Using what we said about predefining both the activation and its derivative, edit the Activation class constructor and methods of the perceptron.py file. Let the inputs (0) as is, since it's easier to check the value of the sigmoid in zero than other values.

In [5]:
## TODO: edit the Activation methods __init__, forward and prime
from perceptron import Activation
activation = Activation(sigmoid, sigmoid_prime)
print(activation.forward(0), activation.prime(0))

0.5 0.25


Now that we have a more versatile object for activation, we need to work on the weight update.
During the forward pass, as we compute the weighted sum with the bias, we will store the value of $\sigma'$ for this weighted sum. Edit the Perceptron class constructor and methods of the perceptron.py file by following the instructions in comments

In [6]:
input_size = 16
## TODO: edit the Perceptron methods __init__, forward, backward, update_params()
from perceptron import Perceptron
p = Perceptron(input_size, activation=activation, requires_grad=True)

******************************

EXERCISE AIM: Write the next part of the perceptron tutorial, picking up after the cell that builds the Perceptron with requires_grad=True.

******************************

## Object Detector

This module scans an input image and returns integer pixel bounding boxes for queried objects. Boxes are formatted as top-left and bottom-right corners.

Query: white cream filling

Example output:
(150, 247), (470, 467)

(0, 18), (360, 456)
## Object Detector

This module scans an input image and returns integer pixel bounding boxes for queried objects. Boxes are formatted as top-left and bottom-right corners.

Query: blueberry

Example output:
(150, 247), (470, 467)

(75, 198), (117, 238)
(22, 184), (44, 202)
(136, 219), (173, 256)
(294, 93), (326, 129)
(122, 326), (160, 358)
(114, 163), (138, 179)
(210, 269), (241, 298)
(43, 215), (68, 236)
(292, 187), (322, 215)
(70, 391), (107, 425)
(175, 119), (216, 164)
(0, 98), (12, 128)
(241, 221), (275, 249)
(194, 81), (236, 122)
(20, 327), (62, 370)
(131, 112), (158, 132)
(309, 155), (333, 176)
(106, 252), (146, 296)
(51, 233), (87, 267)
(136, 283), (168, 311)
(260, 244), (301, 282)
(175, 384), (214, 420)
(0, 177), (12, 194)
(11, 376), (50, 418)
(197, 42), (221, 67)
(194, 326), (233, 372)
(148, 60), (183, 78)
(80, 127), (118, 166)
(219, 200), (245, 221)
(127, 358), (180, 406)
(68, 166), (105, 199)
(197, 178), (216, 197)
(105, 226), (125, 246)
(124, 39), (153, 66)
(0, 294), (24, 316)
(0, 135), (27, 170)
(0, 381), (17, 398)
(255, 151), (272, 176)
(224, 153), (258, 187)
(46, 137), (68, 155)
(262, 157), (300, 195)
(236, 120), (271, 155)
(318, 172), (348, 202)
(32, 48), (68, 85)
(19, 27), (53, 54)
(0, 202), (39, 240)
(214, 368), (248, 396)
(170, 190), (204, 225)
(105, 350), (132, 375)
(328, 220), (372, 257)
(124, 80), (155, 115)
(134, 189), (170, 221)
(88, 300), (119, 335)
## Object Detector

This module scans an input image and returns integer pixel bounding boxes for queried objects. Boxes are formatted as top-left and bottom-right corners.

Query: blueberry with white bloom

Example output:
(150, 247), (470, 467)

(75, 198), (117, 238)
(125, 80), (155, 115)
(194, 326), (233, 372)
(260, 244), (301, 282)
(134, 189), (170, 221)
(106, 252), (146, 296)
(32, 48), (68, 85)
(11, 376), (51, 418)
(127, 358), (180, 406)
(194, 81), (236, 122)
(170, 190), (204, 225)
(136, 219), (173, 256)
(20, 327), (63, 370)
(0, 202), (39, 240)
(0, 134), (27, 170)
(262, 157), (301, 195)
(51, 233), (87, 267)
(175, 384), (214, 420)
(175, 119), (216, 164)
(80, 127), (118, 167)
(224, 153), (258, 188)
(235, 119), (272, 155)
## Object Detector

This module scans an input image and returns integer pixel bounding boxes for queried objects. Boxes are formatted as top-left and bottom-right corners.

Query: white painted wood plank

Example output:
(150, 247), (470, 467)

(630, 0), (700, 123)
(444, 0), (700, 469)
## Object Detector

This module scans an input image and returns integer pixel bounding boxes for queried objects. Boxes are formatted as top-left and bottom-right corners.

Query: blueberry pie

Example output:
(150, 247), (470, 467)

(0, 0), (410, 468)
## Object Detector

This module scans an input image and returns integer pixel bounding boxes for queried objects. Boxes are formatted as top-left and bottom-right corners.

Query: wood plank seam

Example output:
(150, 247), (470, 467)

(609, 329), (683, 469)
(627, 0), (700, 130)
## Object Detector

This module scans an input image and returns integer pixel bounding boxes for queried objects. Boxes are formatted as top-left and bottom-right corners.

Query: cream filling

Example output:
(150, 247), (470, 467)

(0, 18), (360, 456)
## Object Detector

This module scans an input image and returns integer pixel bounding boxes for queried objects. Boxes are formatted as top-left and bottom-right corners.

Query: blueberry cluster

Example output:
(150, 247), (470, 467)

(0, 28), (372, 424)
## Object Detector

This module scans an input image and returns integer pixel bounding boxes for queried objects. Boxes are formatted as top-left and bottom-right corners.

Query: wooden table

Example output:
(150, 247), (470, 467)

******************************

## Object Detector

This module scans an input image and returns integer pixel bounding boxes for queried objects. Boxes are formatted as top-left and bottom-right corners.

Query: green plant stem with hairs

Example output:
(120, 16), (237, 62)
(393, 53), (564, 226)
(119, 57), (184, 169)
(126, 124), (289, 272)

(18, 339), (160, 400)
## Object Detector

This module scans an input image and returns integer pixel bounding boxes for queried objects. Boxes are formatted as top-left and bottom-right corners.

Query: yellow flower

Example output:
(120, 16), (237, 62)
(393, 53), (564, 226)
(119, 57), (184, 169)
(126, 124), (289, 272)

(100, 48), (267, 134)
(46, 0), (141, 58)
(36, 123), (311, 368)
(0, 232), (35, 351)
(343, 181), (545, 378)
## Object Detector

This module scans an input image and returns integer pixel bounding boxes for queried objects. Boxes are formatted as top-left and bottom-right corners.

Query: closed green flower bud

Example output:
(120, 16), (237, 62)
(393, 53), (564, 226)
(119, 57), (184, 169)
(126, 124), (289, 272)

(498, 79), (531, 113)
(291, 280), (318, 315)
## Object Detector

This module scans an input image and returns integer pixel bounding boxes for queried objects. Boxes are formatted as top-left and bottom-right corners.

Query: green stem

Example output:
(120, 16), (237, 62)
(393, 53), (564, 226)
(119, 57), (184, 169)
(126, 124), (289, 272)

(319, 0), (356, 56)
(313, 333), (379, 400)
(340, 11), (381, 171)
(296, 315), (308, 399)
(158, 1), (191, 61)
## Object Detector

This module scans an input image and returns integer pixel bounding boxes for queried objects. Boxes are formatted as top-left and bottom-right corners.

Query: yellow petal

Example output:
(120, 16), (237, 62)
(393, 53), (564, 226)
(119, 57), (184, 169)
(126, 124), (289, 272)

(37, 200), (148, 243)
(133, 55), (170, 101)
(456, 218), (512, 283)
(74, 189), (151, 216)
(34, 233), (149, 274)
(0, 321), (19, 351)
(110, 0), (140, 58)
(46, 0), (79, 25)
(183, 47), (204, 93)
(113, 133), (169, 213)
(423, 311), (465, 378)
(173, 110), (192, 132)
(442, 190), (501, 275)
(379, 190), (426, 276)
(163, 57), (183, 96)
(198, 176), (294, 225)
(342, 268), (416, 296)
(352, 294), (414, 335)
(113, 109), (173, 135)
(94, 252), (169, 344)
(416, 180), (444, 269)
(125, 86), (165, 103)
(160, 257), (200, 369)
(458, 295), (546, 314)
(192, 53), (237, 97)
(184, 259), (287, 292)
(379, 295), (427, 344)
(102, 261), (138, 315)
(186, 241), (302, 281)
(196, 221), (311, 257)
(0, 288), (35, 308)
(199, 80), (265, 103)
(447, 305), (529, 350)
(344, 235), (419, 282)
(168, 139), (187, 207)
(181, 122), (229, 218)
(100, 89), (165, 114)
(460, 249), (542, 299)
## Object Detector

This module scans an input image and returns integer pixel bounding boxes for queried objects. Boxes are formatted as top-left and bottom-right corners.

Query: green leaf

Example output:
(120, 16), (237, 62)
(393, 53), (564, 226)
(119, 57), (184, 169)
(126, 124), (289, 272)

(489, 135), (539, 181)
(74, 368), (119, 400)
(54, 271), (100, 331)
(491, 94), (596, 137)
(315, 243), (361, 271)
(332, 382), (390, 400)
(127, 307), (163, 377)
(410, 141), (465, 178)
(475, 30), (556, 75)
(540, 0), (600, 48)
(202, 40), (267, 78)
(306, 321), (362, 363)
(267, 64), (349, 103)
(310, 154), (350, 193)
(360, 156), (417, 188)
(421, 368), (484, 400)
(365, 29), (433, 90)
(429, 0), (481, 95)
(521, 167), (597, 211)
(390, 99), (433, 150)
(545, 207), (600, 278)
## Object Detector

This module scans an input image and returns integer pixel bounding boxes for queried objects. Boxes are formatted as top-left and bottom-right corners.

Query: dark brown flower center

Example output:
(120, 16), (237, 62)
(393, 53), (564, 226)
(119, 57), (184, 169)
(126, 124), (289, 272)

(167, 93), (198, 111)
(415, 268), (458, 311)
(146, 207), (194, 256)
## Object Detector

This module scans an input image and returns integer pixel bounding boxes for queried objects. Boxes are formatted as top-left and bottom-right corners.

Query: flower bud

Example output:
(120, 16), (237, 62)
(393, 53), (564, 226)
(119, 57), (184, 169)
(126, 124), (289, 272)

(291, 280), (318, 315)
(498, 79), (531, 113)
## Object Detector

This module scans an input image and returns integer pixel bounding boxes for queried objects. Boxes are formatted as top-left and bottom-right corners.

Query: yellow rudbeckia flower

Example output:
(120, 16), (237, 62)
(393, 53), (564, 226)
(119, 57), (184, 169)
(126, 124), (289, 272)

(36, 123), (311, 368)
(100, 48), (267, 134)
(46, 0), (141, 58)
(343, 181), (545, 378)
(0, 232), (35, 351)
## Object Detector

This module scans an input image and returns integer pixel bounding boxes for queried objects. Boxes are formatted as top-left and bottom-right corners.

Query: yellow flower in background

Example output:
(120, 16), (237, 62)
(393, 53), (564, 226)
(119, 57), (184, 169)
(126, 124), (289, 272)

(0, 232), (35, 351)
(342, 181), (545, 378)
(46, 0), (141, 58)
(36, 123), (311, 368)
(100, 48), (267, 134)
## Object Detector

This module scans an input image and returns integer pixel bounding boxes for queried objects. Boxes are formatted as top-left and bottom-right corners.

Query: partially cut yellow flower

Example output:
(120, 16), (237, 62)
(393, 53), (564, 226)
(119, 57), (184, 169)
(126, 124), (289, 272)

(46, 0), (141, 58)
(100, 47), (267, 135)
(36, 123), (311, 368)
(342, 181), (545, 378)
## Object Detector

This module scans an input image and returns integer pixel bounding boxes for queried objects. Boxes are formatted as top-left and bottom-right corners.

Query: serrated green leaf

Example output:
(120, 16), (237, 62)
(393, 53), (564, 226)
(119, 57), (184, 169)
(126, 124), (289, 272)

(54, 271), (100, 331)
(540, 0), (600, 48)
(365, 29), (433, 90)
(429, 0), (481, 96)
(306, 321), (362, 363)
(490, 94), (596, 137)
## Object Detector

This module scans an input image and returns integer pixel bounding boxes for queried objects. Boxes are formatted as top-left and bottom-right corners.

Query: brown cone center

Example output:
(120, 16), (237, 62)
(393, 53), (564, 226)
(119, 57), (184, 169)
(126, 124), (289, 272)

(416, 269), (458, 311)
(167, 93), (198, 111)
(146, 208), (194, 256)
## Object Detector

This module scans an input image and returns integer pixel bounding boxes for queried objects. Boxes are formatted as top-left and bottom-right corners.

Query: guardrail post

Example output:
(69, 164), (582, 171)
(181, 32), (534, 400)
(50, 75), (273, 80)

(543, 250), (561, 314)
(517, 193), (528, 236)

******************************

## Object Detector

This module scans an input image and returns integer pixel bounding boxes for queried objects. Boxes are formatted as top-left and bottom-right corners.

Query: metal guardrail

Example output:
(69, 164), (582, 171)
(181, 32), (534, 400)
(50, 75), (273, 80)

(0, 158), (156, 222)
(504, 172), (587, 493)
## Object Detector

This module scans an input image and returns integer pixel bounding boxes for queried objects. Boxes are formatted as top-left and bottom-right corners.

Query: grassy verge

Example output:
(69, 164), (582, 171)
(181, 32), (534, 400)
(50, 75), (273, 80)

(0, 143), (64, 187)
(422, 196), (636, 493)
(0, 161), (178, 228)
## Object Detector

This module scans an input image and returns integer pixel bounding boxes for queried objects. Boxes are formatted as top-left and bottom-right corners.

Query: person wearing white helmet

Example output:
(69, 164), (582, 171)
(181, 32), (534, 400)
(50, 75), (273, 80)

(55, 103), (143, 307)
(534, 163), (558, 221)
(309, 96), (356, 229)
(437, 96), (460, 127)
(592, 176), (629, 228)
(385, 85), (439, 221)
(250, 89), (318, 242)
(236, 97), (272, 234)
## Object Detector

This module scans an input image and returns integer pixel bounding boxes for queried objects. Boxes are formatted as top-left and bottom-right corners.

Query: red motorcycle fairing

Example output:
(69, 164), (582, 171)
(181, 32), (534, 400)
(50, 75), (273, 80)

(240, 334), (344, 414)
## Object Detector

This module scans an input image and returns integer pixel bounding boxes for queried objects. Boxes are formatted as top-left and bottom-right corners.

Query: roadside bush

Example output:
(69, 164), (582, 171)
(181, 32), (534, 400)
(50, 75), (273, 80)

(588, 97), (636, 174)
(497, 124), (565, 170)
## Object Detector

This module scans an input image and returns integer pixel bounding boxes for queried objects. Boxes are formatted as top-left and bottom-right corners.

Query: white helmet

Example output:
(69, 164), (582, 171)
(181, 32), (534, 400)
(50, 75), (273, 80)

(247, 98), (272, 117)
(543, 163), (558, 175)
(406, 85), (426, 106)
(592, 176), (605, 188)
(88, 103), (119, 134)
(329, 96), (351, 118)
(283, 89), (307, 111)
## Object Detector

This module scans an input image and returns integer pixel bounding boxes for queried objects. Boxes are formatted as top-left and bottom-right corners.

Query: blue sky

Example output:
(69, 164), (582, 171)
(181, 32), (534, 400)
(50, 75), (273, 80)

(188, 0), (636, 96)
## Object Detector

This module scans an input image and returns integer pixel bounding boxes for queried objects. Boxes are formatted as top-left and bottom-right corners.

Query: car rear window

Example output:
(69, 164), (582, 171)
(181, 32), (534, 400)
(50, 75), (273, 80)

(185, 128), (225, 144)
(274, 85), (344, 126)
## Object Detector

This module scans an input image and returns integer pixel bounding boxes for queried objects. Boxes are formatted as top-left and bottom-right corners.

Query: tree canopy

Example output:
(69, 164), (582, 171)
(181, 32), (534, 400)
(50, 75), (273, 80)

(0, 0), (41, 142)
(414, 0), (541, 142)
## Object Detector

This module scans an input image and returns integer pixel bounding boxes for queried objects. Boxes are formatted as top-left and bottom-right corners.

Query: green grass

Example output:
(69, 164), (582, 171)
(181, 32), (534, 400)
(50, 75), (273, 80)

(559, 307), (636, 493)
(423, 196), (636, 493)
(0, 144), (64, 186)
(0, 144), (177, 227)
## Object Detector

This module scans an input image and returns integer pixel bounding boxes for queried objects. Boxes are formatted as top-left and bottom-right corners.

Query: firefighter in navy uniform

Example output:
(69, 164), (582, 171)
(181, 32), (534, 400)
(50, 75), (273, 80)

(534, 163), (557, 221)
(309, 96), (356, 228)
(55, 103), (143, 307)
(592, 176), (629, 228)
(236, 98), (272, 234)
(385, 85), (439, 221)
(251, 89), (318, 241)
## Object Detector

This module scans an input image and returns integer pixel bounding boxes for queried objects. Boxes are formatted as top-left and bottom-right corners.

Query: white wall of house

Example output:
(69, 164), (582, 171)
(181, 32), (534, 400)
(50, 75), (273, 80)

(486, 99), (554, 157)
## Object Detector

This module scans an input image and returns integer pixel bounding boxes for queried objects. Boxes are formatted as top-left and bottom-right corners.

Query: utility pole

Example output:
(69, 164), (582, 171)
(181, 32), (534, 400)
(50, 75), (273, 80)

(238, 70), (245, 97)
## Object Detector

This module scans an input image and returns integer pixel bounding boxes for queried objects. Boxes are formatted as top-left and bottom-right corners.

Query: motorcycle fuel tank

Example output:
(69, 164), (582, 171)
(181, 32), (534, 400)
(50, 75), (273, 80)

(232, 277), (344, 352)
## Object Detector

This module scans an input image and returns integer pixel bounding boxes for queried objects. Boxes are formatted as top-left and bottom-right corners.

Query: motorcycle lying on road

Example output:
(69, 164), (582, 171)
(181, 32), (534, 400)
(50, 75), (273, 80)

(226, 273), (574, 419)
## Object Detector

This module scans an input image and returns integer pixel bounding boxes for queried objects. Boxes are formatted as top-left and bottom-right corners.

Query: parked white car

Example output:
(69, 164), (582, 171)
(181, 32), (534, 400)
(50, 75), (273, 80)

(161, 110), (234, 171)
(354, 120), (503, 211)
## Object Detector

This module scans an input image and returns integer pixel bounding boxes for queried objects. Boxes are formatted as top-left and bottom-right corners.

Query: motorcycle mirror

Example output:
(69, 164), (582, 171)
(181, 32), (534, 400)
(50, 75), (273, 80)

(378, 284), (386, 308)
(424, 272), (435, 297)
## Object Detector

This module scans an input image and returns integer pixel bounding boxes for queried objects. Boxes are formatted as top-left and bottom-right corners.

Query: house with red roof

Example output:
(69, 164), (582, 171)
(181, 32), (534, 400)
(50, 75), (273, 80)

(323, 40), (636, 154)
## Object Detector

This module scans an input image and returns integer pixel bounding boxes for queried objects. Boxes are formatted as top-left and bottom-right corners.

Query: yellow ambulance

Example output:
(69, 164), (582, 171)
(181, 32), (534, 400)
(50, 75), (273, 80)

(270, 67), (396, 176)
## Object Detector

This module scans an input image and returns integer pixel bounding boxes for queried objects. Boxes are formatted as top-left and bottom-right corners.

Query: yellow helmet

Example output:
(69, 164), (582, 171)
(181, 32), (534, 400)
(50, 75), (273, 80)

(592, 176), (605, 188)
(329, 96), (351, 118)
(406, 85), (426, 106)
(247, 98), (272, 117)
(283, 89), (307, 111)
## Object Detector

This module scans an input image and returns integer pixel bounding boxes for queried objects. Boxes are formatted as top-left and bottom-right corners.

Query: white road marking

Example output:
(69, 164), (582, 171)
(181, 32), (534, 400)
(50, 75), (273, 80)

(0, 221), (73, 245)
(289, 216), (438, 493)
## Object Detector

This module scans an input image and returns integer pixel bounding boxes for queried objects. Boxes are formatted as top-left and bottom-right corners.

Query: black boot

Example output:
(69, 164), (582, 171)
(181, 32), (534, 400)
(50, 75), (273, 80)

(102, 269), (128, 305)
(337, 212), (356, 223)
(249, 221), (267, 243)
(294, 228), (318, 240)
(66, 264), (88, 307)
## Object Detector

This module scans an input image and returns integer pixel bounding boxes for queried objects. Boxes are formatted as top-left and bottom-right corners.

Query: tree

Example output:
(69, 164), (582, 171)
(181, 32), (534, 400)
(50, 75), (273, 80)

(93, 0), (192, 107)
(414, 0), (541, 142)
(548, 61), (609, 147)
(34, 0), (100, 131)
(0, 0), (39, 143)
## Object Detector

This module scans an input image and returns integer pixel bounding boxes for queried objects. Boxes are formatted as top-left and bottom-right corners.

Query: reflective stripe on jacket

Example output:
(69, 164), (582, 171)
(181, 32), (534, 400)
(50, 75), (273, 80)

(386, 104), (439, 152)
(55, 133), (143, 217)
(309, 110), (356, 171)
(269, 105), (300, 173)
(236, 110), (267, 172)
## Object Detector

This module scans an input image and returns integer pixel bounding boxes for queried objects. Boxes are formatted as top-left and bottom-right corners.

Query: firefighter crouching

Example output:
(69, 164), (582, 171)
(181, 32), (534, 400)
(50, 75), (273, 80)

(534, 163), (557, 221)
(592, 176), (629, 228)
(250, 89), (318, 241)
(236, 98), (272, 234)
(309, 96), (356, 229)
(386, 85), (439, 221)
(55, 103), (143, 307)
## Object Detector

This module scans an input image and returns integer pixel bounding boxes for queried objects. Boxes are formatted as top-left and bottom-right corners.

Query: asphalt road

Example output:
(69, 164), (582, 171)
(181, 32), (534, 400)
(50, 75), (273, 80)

******************************

ANSWER TO THIS EXERCISE:
Let's test your implementation by performing a small training sequence. For further tests, we will use the [fastprogress](https://github.com/fastai/fastprogress) library to track our progress during training. In this notebook, we will not consider monitoring the validation loss or concern about overfitting, but only about the convergence of our training loss to a minima.

In [7]:
from fastprogress import master_bar, progress_bar
# Hyperparameters (feel free to change them)
alpha = 1e-3
nb_iterations = 1000
nb_epochs = 10

# Inputs & expected outputs
inputs = np.random.rand(nb_iterations, input_size)
# Let's try to approximate the normalized sum (mean) of the input
# Note: we can't just sum as the perceptron output is squeezed by our activation choice
# Note: feel free to change the activation to ReLU for instance
y = inputs.sum(axis=1) / inputs.shape[1]
# Training Loop
mb = master_bar(range(nb_epochs))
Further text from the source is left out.